- **GIVEN PROBLEM**
Please render the lines of the data below, from the one containing "Note to the class: find the rope" through the end of the data, inclusive, as a numbered list, omitting any blank lines.

- **PROVIDED RECORDS**
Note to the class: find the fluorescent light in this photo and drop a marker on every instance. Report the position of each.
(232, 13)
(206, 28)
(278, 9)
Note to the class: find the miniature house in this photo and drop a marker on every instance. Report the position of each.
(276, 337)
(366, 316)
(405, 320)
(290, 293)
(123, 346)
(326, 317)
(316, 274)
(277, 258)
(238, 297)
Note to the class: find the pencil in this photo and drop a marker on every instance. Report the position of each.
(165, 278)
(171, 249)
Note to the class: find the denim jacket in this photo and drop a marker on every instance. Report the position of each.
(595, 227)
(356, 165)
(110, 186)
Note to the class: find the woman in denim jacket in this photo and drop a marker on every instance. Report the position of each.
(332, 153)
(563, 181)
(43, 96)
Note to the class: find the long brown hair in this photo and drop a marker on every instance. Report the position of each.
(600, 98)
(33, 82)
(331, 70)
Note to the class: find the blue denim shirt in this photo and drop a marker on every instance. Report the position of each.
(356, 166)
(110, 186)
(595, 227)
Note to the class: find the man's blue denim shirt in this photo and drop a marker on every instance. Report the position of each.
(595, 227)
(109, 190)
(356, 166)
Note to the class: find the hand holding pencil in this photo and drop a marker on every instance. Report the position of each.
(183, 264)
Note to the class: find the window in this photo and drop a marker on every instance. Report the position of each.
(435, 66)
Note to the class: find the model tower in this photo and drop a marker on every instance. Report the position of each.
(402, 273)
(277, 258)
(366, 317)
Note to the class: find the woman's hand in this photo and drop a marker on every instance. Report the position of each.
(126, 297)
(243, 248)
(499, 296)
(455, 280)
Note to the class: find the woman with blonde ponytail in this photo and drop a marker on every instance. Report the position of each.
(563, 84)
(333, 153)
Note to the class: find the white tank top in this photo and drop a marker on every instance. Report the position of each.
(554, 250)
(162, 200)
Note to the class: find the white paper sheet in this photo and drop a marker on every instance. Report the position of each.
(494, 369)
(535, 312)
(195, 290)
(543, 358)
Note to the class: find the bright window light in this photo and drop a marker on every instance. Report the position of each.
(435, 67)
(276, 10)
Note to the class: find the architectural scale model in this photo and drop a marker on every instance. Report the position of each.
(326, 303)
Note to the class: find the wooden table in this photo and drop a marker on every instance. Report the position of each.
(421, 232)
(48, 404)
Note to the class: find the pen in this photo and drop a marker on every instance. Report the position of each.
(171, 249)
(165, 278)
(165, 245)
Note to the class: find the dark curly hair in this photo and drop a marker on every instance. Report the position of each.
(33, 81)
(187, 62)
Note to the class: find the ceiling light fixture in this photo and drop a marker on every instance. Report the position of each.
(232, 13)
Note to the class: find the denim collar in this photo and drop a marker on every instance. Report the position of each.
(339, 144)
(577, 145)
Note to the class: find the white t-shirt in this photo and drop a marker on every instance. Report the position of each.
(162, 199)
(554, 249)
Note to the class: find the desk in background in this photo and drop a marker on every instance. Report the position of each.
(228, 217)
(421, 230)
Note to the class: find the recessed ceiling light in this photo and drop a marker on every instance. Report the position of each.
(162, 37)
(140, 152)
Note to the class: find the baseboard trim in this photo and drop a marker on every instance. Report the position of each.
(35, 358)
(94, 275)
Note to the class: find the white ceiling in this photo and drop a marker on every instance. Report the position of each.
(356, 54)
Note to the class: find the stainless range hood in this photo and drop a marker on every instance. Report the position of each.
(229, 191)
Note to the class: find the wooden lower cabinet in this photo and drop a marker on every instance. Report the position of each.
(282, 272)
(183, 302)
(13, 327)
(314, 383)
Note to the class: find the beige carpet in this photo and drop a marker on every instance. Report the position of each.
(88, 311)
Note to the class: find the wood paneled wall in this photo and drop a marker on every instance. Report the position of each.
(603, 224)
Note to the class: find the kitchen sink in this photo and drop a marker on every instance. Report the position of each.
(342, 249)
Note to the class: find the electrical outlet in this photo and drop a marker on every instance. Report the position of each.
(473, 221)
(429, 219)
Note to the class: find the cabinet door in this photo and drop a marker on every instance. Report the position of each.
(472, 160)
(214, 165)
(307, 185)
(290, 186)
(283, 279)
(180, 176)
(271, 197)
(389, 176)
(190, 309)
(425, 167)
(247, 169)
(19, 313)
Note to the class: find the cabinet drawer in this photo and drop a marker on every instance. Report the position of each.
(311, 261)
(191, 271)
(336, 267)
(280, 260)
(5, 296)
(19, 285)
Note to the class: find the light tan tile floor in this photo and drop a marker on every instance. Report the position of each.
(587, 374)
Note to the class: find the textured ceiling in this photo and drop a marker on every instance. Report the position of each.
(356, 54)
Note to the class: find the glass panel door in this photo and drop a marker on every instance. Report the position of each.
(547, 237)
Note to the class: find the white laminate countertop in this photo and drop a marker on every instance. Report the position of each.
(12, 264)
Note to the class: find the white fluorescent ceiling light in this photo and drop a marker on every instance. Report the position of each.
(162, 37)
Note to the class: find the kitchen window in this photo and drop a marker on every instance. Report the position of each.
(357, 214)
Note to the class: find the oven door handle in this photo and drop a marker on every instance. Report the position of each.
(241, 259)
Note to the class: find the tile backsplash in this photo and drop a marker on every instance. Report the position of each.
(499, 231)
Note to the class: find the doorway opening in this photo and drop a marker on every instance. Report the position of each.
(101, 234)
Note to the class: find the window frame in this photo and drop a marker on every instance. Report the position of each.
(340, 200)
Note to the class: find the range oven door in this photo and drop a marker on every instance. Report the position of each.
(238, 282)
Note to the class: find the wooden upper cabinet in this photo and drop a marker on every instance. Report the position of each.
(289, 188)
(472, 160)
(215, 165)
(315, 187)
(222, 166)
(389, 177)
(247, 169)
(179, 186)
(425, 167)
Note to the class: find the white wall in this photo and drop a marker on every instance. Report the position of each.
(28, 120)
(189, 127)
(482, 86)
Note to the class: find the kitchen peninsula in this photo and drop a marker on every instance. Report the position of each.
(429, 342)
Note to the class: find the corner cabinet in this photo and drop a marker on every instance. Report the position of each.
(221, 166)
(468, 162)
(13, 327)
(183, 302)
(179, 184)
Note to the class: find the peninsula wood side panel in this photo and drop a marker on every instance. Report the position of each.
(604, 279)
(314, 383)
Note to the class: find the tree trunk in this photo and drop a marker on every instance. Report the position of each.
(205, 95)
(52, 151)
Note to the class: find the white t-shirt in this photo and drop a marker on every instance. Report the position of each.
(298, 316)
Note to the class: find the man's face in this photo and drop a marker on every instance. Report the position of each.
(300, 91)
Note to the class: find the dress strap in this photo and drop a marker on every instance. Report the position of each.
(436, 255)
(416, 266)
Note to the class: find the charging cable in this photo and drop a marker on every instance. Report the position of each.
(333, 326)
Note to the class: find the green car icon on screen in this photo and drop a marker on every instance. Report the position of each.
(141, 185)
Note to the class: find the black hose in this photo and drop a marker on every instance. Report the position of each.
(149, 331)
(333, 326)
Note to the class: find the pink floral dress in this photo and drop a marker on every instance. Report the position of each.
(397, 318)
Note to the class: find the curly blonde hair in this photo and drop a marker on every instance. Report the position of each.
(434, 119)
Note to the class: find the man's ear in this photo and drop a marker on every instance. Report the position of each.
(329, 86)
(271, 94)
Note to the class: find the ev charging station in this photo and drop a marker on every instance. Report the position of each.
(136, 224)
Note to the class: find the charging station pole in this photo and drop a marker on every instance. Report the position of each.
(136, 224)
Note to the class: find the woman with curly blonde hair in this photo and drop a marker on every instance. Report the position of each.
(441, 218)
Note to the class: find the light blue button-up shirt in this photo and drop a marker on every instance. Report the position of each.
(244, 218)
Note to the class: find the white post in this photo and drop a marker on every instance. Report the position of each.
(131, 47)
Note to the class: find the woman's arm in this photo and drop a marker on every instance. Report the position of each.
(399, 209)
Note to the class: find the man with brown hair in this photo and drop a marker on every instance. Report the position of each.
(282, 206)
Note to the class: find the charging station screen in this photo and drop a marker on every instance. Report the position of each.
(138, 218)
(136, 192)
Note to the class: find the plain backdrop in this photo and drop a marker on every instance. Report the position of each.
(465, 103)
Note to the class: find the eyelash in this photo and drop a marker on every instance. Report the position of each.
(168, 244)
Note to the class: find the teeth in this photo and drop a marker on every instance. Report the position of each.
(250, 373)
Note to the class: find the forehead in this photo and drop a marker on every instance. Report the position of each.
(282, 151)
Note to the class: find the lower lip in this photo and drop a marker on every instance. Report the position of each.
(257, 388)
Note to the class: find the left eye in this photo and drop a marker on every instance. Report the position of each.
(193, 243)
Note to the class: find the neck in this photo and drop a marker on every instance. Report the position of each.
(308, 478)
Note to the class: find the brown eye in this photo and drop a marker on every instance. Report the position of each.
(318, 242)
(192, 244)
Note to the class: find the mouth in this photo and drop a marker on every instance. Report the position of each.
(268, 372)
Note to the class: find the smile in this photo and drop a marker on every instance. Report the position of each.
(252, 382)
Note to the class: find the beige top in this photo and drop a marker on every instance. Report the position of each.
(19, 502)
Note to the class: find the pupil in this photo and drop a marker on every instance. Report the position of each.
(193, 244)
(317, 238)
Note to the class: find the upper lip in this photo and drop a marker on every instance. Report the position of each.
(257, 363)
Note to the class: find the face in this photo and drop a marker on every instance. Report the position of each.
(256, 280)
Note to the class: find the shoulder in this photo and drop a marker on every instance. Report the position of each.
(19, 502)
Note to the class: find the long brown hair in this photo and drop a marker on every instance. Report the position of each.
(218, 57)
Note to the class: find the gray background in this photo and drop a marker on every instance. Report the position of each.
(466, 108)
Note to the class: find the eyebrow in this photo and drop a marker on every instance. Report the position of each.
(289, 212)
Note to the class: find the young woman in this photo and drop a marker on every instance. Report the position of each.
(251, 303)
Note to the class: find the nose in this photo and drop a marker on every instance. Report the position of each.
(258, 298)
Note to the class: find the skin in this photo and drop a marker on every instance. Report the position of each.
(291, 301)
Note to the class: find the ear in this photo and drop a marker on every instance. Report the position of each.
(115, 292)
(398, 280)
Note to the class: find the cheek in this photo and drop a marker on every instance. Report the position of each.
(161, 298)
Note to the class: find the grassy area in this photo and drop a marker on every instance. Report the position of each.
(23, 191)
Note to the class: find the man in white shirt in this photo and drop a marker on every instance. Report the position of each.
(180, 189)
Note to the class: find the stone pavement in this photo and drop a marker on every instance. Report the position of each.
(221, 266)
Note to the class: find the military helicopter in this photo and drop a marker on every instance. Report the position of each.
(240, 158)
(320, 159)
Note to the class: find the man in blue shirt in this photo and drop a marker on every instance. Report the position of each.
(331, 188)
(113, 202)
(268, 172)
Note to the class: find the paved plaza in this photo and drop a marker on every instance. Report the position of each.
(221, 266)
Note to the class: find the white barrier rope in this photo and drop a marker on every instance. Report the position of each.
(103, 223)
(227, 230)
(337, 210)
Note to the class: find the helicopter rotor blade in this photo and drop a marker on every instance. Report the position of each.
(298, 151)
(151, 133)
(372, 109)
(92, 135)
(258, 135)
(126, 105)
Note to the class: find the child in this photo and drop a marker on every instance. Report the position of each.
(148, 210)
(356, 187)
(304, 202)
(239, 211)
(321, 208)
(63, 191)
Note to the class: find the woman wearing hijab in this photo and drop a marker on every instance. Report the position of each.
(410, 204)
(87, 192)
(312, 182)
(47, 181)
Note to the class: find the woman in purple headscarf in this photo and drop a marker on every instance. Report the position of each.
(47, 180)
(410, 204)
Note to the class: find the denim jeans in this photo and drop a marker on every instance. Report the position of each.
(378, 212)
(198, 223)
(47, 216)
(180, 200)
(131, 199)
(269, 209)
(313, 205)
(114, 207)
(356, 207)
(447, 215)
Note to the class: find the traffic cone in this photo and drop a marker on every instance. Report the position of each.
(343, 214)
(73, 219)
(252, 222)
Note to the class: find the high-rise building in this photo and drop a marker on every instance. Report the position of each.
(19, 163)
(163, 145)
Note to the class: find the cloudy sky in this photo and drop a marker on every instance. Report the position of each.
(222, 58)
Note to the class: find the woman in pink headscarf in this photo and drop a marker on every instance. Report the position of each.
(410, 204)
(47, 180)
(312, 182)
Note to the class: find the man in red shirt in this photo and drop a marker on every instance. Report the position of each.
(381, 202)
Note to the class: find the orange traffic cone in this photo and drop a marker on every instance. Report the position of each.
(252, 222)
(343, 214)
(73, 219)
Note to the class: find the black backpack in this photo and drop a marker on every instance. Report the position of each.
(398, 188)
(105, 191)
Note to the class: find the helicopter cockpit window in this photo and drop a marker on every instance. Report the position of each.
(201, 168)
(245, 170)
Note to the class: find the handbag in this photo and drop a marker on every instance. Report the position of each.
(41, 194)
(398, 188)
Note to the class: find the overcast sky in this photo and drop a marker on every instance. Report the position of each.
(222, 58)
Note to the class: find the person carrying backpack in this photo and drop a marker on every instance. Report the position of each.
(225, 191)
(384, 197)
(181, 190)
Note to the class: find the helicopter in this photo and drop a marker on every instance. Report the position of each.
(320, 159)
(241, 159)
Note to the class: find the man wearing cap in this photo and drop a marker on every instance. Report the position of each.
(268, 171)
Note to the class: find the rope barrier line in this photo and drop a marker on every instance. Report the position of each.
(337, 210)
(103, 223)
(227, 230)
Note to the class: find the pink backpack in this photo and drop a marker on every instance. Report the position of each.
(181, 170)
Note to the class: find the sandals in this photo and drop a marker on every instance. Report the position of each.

- **TASK SOLUTION**
1. Note to the class: find the rope barrier line in this photo and drop a marker on every instance. Report the position of each.
2. (337, 210)
3. (103, 223)
4. (227, 230)
5. Note to the class: find the pink backpack in this photo and drop a marker on every instance. Report the position of each.
6. (181, 170)
7. Note to the class: find the sandals in this photo and drop a marker on every instance. Report the position of each.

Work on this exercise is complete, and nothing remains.